● **Document segment**
** start **

Thread: java to c.

1. java to c.

hey everybody, ive just started studying the language, im familiar with java so people told me its relatively easy... well, i have couple of questions if someone is willing to help.
in this example:
for(n=0,.......)
n=10*n+(s[i]-'0');
why is it written s[i]-'0'? what is the meaning behind it?
and another question is there any way to transfer an int array in base 10 to base 2? and if there is what is the process?
tnx for any help.

2. why is it written s[i]-'0'? what is the meaning behind it?
s is an array, and s[i] gives us the the value of the element at index i in array.
'0' is a character representation of the number zero.
This character is represented as an ascii code(which is really just a number) which is why we can subtract the character '0'.
The ascii-code of '0' is the decimal number 48, so they might just as well have written:
s[i] - 48.

** end **

● **Set problem**
List every question mark–ended question in the first post of the java-to-C thread.

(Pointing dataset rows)
** start **

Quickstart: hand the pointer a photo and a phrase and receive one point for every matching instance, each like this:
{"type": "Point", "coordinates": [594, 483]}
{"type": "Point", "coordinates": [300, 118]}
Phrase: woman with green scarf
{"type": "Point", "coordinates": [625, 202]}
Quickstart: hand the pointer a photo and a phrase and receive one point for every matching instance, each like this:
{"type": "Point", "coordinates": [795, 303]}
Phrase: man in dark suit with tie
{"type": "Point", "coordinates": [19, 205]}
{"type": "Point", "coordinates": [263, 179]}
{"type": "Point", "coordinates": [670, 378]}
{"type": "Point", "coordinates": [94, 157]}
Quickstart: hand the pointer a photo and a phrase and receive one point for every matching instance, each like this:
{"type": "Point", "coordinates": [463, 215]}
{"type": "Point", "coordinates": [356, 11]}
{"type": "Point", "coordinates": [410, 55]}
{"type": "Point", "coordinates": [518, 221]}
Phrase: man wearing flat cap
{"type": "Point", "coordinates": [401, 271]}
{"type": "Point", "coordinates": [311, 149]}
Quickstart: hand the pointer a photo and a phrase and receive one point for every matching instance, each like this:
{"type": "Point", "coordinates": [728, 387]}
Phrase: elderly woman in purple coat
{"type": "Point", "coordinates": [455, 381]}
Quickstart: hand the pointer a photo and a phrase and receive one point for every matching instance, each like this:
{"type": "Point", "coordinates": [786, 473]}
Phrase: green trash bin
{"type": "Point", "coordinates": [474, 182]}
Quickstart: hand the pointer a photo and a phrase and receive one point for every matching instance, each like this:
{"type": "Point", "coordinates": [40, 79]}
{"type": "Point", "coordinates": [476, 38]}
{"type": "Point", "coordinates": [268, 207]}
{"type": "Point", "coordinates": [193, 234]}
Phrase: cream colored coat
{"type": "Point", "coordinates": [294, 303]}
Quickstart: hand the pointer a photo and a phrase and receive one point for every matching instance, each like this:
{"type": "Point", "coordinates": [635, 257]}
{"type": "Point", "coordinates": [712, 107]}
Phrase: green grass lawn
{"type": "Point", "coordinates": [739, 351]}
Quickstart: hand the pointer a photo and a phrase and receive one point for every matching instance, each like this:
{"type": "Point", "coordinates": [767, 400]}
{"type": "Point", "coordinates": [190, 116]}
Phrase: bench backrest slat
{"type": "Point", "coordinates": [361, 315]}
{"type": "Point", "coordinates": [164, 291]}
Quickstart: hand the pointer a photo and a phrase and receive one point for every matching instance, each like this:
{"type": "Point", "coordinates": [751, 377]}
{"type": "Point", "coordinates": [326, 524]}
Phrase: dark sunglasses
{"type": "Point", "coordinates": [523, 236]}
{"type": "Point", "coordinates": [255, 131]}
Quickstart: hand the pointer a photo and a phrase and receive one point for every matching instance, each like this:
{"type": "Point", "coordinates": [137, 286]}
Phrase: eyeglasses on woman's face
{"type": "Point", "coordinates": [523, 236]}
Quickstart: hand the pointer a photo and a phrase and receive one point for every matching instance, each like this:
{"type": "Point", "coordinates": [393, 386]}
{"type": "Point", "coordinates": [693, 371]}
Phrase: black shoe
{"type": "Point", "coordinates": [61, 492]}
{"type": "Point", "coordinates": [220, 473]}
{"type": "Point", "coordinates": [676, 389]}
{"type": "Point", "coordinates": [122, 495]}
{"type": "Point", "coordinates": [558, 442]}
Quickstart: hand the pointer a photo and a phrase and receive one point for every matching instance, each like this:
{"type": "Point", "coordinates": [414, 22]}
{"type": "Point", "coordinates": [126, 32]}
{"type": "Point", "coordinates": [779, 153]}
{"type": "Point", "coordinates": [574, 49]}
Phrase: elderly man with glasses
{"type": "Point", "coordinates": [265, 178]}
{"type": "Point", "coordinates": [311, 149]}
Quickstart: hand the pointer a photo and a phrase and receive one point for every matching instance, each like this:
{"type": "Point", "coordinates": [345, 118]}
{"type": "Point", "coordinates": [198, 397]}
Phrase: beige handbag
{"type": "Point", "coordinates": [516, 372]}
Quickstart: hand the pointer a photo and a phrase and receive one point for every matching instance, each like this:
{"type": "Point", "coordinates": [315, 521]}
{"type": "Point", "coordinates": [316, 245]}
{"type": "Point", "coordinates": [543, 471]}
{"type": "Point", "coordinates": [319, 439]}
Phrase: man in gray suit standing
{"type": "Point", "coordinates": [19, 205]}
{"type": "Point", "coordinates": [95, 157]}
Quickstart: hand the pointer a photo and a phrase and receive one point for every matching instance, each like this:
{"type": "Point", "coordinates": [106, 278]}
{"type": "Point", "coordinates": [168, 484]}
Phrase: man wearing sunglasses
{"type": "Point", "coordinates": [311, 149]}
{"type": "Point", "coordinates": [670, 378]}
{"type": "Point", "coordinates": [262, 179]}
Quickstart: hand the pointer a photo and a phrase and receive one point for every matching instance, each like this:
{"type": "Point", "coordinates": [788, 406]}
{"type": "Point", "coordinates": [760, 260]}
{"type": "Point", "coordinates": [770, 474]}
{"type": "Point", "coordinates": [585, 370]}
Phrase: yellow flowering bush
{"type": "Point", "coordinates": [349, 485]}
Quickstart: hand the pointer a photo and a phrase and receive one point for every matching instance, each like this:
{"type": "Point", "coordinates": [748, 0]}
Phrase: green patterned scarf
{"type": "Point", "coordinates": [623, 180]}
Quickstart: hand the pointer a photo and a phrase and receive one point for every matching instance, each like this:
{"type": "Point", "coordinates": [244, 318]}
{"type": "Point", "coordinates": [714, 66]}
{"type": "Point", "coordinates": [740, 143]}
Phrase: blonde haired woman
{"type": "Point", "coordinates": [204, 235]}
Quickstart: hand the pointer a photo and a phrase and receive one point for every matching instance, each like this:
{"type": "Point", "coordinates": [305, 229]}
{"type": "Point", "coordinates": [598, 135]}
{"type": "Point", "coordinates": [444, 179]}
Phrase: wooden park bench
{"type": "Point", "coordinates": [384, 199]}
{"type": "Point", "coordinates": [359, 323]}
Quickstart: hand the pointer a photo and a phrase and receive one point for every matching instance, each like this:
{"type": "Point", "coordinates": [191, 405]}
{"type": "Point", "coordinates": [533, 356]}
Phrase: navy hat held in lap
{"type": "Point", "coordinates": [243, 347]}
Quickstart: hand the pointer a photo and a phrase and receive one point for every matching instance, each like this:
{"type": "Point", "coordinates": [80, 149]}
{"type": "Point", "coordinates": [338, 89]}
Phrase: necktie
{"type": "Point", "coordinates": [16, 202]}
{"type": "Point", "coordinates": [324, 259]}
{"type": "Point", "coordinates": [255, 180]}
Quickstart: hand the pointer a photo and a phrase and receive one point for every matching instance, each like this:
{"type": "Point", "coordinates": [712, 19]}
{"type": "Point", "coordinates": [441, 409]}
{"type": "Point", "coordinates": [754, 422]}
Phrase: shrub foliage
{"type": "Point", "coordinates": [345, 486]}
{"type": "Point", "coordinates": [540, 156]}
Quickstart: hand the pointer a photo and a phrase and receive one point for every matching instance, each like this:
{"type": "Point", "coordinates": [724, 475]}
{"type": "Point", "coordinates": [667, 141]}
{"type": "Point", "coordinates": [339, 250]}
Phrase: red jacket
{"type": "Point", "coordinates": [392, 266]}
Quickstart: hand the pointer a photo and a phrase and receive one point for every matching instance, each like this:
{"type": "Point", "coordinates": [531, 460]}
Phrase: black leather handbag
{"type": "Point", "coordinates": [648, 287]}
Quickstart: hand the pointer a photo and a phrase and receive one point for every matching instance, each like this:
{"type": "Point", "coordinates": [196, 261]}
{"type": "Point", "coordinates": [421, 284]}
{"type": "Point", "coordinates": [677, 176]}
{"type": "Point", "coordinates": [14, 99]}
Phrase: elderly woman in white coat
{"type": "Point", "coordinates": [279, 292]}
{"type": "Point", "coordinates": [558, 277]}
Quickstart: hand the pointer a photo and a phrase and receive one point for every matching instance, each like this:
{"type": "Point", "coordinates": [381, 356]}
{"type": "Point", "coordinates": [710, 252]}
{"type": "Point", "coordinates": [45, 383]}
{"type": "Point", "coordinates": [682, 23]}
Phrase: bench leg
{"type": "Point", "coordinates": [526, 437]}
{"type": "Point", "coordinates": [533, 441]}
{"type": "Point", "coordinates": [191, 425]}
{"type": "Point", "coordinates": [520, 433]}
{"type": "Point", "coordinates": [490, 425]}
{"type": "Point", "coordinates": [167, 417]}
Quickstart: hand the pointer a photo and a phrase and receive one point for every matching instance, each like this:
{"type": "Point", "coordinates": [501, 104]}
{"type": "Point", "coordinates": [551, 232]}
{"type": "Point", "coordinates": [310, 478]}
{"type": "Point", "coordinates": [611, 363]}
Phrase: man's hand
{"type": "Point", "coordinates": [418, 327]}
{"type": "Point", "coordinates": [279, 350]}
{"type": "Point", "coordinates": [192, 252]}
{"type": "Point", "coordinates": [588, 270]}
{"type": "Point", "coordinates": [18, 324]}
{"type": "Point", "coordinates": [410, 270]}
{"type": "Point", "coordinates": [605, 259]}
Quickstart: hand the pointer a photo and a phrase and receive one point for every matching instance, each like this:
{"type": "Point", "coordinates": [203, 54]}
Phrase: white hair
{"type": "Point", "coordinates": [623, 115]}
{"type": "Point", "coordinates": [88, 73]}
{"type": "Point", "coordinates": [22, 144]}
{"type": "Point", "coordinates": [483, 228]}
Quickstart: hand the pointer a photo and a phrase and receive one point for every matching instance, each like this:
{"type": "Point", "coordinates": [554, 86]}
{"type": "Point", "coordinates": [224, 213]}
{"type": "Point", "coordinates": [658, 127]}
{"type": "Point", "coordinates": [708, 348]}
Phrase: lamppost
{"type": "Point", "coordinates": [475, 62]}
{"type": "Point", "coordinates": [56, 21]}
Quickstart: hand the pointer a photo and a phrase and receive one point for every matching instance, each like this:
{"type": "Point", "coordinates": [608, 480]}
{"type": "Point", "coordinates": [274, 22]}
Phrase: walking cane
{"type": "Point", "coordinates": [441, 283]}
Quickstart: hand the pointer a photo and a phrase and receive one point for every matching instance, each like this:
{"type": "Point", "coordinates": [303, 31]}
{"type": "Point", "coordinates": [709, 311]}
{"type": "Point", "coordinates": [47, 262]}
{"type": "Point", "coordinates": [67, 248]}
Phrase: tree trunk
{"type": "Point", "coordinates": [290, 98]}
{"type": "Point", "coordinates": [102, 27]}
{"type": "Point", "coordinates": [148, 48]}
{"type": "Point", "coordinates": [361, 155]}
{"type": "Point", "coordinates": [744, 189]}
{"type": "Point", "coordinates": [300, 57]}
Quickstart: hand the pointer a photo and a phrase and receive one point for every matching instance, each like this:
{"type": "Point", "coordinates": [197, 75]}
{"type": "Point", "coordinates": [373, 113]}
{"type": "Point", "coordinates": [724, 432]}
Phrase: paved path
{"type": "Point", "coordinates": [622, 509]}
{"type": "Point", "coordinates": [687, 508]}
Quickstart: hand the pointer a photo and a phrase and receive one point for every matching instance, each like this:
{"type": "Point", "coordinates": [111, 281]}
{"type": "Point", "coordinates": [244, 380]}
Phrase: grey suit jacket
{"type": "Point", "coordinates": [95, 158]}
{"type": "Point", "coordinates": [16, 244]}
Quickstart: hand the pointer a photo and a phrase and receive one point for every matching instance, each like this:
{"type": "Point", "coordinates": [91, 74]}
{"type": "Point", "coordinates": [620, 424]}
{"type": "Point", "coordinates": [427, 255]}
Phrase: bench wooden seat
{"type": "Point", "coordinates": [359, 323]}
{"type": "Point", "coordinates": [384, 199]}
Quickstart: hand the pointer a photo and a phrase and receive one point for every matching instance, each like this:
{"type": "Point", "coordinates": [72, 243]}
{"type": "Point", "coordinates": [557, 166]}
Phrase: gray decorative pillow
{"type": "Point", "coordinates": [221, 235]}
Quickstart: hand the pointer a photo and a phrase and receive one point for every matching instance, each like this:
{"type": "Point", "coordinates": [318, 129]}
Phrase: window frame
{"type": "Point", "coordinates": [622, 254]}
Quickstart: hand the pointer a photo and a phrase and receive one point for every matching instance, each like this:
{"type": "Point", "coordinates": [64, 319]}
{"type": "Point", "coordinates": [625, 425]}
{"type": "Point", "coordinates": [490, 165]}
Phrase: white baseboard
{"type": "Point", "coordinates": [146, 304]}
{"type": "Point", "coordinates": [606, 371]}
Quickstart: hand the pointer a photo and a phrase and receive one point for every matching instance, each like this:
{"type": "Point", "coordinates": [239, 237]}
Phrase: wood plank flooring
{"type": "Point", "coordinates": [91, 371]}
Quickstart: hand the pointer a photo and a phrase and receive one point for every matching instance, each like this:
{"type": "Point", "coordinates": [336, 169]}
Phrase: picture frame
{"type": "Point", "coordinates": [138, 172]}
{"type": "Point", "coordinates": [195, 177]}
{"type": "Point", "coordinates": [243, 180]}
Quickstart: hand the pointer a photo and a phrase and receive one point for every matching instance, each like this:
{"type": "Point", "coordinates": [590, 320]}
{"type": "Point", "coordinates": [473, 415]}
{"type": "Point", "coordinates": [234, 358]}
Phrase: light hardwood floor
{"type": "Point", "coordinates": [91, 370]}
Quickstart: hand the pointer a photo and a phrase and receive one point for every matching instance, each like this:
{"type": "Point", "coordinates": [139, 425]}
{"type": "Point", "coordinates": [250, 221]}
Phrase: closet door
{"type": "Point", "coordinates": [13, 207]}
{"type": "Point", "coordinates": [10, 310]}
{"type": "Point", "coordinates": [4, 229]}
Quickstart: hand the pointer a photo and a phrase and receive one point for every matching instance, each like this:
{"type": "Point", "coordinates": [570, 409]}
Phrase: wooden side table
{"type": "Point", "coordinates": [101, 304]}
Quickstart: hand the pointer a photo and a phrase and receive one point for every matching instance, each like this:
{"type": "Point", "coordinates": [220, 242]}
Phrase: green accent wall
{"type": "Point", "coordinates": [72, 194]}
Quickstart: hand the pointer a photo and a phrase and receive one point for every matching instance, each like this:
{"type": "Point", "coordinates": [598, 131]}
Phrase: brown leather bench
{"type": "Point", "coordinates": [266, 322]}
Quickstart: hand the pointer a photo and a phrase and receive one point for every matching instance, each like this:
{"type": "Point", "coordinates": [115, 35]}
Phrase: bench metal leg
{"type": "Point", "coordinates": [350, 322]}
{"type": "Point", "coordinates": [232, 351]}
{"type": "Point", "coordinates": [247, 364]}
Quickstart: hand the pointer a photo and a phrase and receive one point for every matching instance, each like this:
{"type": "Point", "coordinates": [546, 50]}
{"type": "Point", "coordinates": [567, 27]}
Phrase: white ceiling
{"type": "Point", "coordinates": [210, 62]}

** end **

● **Expected answer**
1. why is it written s[i]-'0'?
2. what is the meaning behind it?
3. is there any way to transfer an int array in base 10 to base 2?
4. if there is what is the process?